------ THE DATA
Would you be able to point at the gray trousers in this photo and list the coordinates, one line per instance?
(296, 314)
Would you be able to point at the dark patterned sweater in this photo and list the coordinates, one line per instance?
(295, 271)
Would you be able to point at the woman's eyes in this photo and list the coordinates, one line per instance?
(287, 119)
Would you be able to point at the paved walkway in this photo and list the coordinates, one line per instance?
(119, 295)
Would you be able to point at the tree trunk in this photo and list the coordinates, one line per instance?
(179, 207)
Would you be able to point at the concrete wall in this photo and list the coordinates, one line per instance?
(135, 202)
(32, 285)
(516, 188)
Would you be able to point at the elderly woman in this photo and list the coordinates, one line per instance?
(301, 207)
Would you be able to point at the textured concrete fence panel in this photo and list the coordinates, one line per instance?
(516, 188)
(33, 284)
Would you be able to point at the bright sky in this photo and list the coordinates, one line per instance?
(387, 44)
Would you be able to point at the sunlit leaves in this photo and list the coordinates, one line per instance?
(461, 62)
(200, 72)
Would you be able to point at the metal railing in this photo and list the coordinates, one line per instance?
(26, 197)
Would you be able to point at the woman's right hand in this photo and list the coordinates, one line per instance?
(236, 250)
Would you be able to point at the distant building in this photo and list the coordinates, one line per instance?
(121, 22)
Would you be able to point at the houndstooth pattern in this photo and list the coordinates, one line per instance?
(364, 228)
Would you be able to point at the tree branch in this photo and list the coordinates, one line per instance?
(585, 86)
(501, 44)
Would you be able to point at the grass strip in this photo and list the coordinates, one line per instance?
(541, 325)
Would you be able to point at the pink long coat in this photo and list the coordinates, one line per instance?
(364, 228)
------------
◆ **WHAT YOU WILL DO**: The answer should be the complete set of records, printed exactly.

◆ **SOLUTION FOR THIS EXERCISE**:
Would you be able to point at the gray trousers in this photo and list the coordinates, one line per instance?
(296, 314)
Would you be able to point at the dark patterned sweater in this photo and list the coordinates, one line per instance?
(295, 271)
Would you be able to point at the woman's eyes in this photo and list the coordinates, one line per instance?
(287, 119)
Would you be able to point at the paved walkway in this photo and list the coordinates, one line per instance?
(119, 295)
Would you be able to point at the tree trunk in this photo and list the coordinates, one line per instance?
(179, 207)
Would you be able to point at the concrete wall in this photo and list the coordinates, one line per instance?
(135, 202)
(32, 285)
(516, 188)
Would you be able to point at the elderly woman in this photo and list the coordinates, one line per instance?
(301, 207)
Would you be able to point at the textured concrete fence panel in this photo and list the coordinates, one line per instance?
(516, 188)
(33, 284)
Would you be able to point at the bright sky in this photo and list the coordinates, one line per instance?
(387, 44)
Would you be able to point at the sunlit leaves in this photo and list the coordinates, one line per instance?
(461, 62)
(200, 72)
Would you be able to point at the metal railing in this photo and list the coordinates, one line per instance?
(26, 197)
Would you be able to point at the woman's right hand in this photo and list the coordinates, one line per instance?
(236, 250)
Would you be able to point at the distant building in this photo and list the coordinates, one line per instance?
(121, 22)
Would you be able to point at the houndstooth pattern in this photo and list the coordinates, one line per instance?
(364, 228)
Would you be able to point at the tree branch in this photo and list the coordinates, one line per instance?
(585, 86)
(501, 44)
Would you be able to point at the grass strip in this photo and list the coordinates, one line per instance?
(541, 325)
Would you be able to point at the pink long coat in this photo and list the coordinates, one line per instance?
(364, 228)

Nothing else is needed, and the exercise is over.